## Task description
Return the records that follow unaltered. Omit every picture.

- - -

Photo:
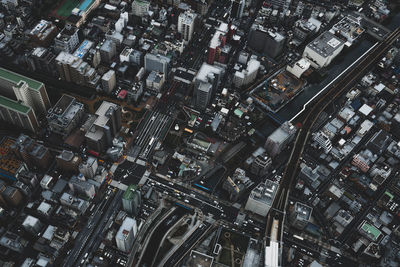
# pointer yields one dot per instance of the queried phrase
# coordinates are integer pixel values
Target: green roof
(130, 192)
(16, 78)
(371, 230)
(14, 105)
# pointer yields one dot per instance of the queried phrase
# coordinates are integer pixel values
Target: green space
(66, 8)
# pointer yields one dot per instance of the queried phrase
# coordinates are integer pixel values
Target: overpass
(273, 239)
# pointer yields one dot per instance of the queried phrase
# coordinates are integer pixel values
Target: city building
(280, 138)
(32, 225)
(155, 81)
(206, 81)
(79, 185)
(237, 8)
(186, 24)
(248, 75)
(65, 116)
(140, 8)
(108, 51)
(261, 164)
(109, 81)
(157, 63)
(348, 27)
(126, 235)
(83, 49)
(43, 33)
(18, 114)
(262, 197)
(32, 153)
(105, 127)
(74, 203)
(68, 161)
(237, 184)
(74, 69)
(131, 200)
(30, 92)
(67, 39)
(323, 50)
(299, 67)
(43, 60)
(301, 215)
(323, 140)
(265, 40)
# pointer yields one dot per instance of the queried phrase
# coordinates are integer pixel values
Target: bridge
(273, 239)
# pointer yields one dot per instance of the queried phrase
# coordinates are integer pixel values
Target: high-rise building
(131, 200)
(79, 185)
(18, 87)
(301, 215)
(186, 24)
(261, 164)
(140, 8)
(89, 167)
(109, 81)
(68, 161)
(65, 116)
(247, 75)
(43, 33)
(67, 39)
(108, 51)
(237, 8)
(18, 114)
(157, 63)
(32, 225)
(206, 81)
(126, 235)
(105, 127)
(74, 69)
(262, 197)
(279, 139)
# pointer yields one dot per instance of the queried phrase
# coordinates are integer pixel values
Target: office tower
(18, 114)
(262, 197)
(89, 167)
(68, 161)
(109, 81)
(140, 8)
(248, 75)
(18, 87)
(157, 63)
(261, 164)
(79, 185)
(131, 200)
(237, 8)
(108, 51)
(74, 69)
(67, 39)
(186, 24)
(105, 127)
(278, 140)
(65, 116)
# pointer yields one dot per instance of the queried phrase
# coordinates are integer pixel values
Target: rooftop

- - -

## Answer to this problem
Photo:
# pointer yields one dot per instance of the queried phrase
# coordinates are integer pixel values
Target: green roof
(130, 192)
(16, 78)
(371, 230)
(14, 105)
# pointer yields one dot per instance of the queried phrase
# coordinates are integer pixel values
Target: green space
(66, 8)
# pointer yields one dot per instance of the queried phrase
# coordinates are integer pixel values
Target: overpass
(273, 239)
# pointer yields one dot per instance of the queried phrase
# coordinates are integer pixel values
Target: city building
(280, 138)
(32, 225)
(155, 81)
(206, 81)
(79, 185)
(237, 8)
(186, 24)
(248, 75)
(65, 116)
(140, 8)
(108, 51)
(261, 164)
(109, 81)
(157, 63)
(348, 27)
(126, 235)
(83, 49)
(43, 33)
(18, 114)
(262, 197)
(32, 153)
(105, 127)
(74, 203)
(68, 161)
(237, 184)
(74, 69)
(131, 200)
(30, 92)
(67, 39)
(323, 50)
(299, 67)
(43, 60)
(301, 215)
(323, 140)
(265, 40)
# pointer yields one dot per instance of the queried phrase
# coordinates are integer pixel values
Target: bridge
(273, 239)
# pointer yields one dot per instance of the queried phrase
# coordinates are integer pixel values
Target: high-rise building
(131, 200)
(79, 185)
(18, 87)
(301, 215)
(186, 24)
(261, 164)
(140, 8)
(89, 167)
(109, 81)
(68, 161)
(65, 116)
(247, 75)
(43, 33)
(67, 39)
(108, 51)
(237, 8)
(18, 114)
(157, 63)
(32, 225)
(206, 81)
(126, 235)
(105, 127)
(74, 69)
(262, 197)
(279, 139)
# pointer yields one dot per instance of the queried phrase
# coordinates are integer pixel values
Target: office tower
(18, 114)
(262, 197)
(89, 167)
(68, 161)
(109, 81)
(140, 8)
(248, 75)
(18, 87)
(157, 63)
(261, 164)
(79, 185)
(131, 200)
(237, 8)
(108, 51)
(74, 69)
(67, 39)
(186, 24)
(105, 127)
(278, 140)
(65, 116)
# pointer yields one dot per instance of the queried phrase
# coordinates are integer pixel values
Target: rooftop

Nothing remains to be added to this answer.